:: Stored data ::

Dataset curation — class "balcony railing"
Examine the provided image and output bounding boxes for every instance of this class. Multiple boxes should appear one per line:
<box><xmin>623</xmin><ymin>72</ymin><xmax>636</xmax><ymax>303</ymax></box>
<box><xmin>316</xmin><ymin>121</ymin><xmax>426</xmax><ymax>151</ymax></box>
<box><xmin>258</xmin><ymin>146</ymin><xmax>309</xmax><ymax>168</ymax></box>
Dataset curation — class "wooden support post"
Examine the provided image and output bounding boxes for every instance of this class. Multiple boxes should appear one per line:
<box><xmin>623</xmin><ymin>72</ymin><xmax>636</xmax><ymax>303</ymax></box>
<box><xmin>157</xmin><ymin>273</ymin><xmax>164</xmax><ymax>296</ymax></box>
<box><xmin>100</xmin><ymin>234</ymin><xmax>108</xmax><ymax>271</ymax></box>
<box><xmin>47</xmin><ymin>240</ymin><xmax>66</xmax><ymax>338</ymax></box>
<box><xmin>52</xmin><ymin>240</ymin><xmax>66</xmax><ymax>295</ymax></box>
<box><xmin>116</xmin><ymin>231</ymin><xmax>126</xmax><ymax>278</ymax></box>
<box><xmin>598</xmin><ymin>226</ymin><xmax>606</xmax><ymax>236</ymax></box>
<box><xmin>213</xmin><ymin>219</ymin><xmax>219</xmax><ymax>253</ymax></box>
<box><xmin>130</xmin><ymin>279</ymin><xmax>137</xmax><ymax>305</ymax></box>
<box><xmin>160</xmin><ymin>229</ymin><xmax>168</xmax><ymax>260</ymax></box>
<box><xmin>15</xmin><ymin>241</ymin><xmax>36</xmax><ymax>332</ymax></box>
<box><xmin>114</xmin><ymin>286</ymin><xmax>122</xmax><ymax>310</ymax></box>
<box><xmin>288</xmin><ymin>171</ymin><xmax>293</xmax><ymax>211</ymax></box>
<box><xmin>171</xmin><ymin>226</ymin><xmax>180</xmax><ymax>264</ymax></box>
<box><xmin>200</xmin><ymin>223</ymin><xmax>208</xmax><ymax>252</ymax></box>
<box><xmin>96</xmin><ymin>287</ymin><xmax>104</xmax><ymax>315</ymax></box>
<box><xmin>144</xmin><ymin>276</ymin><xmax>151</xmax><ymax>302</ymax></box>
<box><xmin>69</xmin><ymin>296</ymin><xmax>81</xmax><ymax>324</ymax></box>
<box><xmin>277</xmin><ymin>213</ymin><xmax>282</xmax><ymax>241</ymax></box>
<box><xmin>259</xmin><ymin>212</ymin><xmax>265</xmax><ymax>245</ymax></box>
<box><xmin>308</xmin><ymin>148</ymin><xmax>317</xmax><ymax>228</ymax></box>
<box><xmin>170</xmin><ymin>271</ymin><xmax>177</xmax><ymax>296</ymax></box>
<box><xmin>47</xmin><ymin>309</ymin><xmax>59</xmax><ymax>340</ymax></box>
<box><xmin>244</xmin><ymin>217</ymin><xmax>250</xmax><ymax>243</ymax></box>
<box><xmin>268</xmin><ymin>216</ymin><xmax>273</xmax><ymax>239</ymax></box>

:: AIM OF THE TASK ::
All of the data above is to be transcribed without alteration.

:: COMPLETED TASK ::
Dataset curation — class "balcony railing"
Examine the provided image and output bounding boxes for every instance of this class. Multiple boxes should appear one per line:
<box><xmin>623</xmin><ymin>72</ymin><xmax>636</xmax><ymax>303</ymax></box>
<box><xmin>316</xmin><ymin>121</ymin><xmax>426</xmax><ymax>151</ymax></box>
<box><xmin>258</xmin><ymin>146</ymin><xmax>309</xmax><ymax>168</ymax></box>
Dataset curation — class "wooden support post"
Examine the provided image and output bounding boxes for every instance of this class. Multiple boxes should appear one per line:
<box><xmin>623</xmin><ymin>72</ymin><xmax>636</xmax><ymax>303</ymax></box>
<box><xmin>157</xmin><ymin>273</ymin><xmax>164</xmax><ymax>296</ymax></box>
<box><xmin>100</xmin><ymin>234</ymin><xmax>108</xmax><ymax>271</ymax></box>
<box><xmin>47</xmin><ymin>240</ymin><xmax>66</xmax><ymax>338</ymax></box>
<box><xmin>52</xmin><ymin>240</ymin><xmax>66</xmax><ymax>295</ymax></box>
<box><xmin>116</xmin><ymin>231</ymin><xmax>126</xmax><ymax>278</ymax></box>
<box><xmin>598</xmin><ymin>226</ymin><xmax>606</xmax><ymax>236</ymax></box>
<box><xmin>213</xmin><ymin>219</ymin><xmax>219</xmax><ymax>253</ymax></box>
<box><xmin>130</xmin><ymin>279</ymin><xmax>137</xmax><ymax>305</ymax></box>
<box><xmin>160</xmin><ymin>229</ymin><xmax>168</xmax><ymax>260</ymax></box>
<box><xmin>15</xmin><ymin>241</ymin><xmax>36</xmax><ymax>332</ymax></box>
<box><xmin>114</xmin><ymin>286</ymin><xmax>122</xmax><ymax>310</ymax></box>
<box><xmin>288</xmin><ymin>171</ymin><xmax>293</xmax><ymax>211</ymax></box>
<box><xmin>171</xmin><ymin>226</ymin><xmax>180</xmax><ymax>264</ymax></box>
<box><xmin>200</xmin><ymin>223</ymin><xmax>208</xmax><ymax>252</ymax></box>
<box><xmin>96</xmin><ymin>287</ymin><xmax>104</xmax><ymax>315</ymax></box>
<box><xmin>144</xmin><ymin>276</ymin><xmax>151</xmax><ymax>302</ymax></box>
<box><xmin>69</xmin><ymin>296</ymin><xmax>81</xmax><ymax>324</ymax></box>
<box><xmin>277</xmin><ymin>213</ymin><xmax>282</xmax><ymax>241</ymax></box>
<box><xmin>259</xmin><ymin>212</ymin><xmax>265</xmax><ymax>245</ymax></box>
<box><xmin>308</xmin><ymin>148</ymin><xmax>317</xmax><ymax>228</ymax></box>
<box><xmin>170</xmin><ymin>271</ymin><xmax>177</xmax><ymax>296</ymax></box>
<box><xmin>47</xmin><ymin>309</ymin><xmax>59</xmax><ymax>340</ymax></box>
<box><xmin>244</xmin><ymin>217</ymin><xmax>250</xmax><ymax>243</ymax></box>
<box><xmin>268</xmin><ymin>216</ymin><xmax>273</xmax><ymax>239</ymax></box>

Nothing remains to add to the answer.